§ **Aim**: Copy, without any change, the lines between the line holding "Identify every white" and the line holding "left=38, top=156, right=74, bottom=211", inclusive.

§ **Rows**:
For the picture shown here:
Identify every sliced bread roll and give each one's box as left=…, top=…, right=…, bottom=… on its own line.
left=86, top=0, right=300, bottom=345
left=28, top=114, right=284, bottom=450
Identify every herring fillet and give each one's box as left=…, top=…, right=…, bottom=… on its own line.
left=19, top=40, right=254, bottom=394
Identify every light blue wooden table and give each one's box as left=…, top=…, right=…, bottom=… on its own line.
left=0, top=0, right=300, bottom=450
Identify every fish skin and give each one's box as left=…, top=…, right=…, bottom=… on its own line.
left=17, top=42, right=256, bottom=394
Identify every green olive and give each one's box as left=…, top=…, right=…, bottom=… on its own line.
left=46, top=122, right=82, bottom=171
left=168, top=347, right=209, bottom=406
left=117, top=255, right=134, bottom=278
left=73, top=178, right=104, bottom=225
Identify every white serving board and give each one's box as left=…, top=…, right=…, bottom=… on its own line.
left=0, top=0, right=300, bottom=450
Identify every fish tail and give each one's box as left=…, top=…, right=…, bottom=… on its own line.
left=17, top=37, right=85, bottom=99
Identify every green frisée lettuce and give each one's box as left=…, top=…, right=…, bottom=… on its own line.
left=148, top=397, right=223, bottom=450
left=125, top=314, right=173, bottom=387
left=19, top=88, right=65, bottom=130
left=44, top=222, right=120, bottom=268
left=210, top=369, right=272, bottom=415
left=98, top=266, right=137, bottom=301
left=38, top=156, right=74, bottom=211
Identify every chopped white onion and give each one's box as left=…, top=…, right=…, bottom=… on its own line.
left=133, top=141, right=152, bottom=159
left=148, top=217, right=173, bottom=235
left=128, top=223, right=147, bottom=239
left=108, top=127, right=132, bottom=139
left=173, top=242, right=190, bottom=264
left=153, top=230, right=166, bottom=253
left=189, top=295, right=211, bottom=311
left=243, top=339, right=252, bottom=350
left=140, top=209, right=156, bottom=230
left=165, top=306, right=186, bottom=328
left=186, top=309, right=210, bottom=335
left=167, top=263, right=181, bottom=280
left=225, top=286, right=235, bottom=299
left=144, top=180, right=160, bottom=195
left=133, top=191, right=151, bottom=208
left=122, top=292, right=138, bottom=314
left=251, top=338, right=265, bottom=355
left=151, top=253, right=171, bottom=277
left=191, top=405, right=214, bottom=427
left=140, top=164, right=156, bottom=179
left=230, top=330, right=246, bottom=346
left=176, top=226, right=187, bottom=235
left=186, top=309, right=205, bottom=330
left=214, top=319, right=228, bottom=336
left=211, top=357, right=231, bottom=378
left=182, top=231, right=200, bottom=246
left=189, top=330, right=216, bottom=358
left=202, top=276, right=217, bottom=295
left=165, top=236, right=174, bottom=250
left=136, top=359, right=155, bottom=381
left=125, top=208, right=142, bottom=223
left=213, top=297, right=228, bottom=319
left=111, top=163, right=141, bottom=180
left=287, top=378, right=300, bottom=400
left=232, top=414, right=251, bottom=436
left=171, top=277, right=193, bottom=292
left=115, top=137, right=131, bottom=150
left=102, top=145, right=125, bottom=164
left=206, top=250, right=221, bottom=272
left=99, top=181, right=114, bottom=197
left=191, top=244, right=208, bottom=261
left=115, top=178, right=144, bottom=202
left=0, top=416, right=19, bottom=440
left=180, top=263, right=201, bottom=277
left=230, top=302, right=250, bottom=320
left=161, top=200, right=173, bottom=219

§ **Solved problem**:
Identify every white serving board and give each one's box as left=…, top=…, right=…, bottom=… on its own line.
left=0, top=0, right=300, bottom=450
Identify every fish tail and give each one's box as left=…, top=…, right=…, bottom=… on its own line.
left=17, top=37, right=85, bottom=99
Identify every green frisée lettuce and give each one's box as left=…, top=…, right=…, bottom=… on its own line.
left=148, top=397, right=223, bottom=450
left=125, top=314, right=173, bottom=387
left=19, top=88, right=65, bottom=130
left=44, top=222, right=120, bottom=268
left=210, top=369, right=272, bottom=415
left=98, top=266, right=137, bottom=301
left=38, top=156, right=74, bottom=211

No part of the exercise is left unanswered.